After 2 years, Beloved local landmark finds a new home at The Barrel
by Jenny Peterson | Staff Writer
After two years—and lots of community effort and coordination—the Folly Boat is back.
For the unaccustomed, the Folly Beach boat is a 36-foot-long vessel that settled along the side of Folly Road following Hurricane Hugo in 1989 and turned into a canvas for individual expression of messages and art.
With no one claiming it or moving it, the boat was painted almost weekly to announce milestones and birthdays.
For nearly 30 years, drivers on the way to Folly Beach would take note about what the nautical billboard proclaimed that day: “Happy Birthday, Mom,” “We Miss You, Dad”…even “Will You Marry me?’
But then in 2017, the boat left the way it came – during a storm.
Tropical Storm Irma’s winds and waters lifted the boat off its perch on the shoulder of the road and took it back into the marsh, where it floated away and came to a stop at a private boat dock.
For two years, community groups worked to salvage the boat and return it back to its place along the side of Folly Road.

_WRITTEN REQUEST:_
Answer these questions from the Folly Boat article above, each on its own line:
(a) How long is the boat?
(b) Which hurricane left the boat along Folly Road, and in what year?
(c) Which storm carried the boat back into the marsh in 2017?

_LISTED ENTRIES:_
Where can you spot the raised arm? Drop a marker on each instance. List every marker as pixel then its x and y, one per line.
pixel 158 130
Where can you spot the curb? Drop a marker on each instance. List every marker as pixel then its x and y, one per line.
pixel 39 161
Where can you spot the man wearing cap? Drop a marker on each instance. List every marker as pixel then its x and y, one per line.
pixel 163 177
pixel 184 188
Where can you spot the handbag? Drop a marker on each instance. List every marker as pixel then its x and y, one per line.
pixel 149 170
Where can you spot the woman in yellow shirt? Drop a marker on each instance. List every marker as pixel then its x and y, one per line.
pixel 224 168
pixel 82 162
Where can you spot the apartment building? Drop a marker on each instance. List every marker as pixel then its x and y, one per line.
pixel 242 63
==
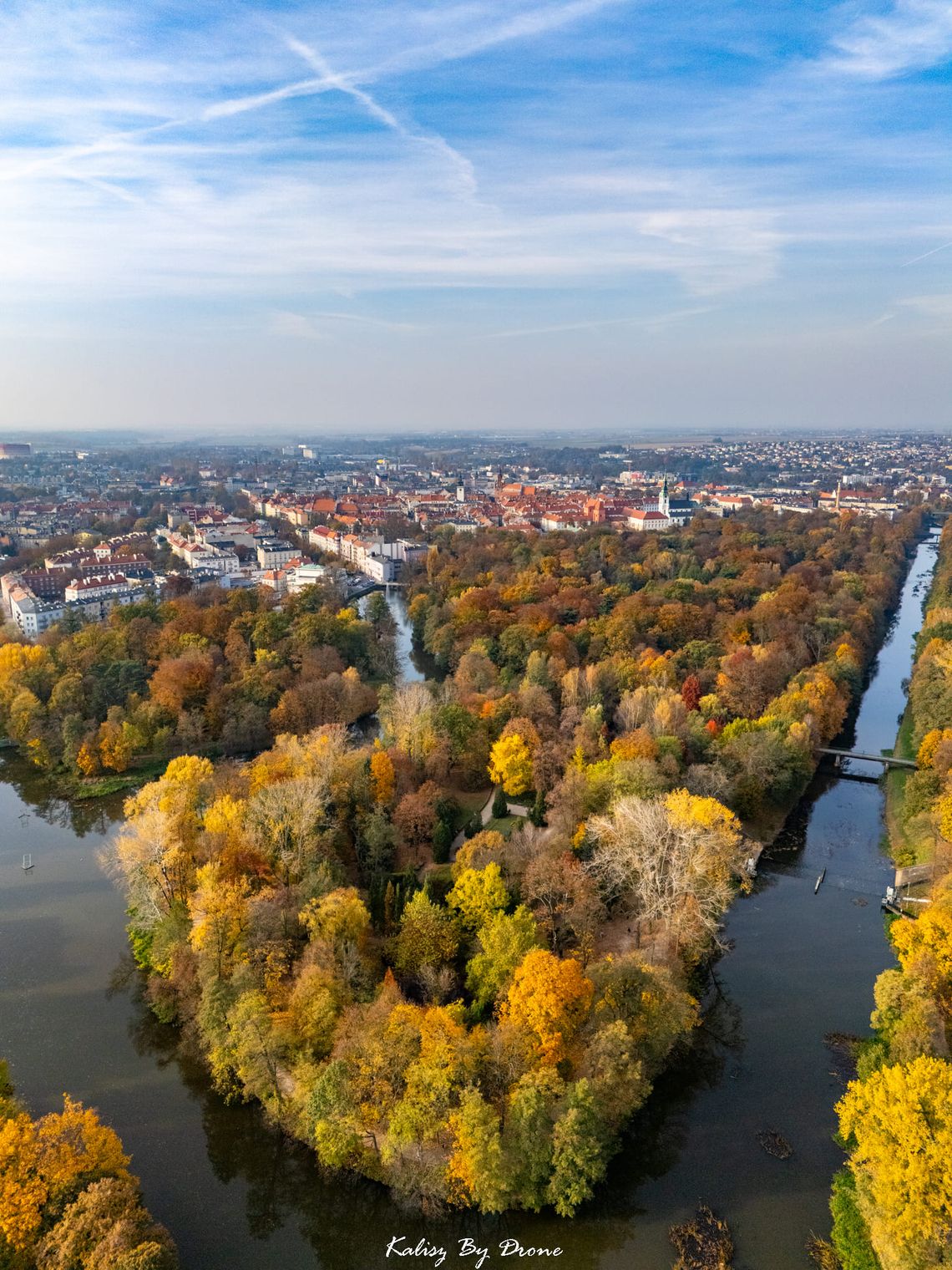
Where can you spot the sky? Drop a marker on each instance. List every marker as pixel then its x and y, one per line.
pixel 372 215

_ANSWER IN FULL:_
(a) 36 feet long.
(b) Hurricane Hugo, in 1989.
(c) Tropical Storm Irma.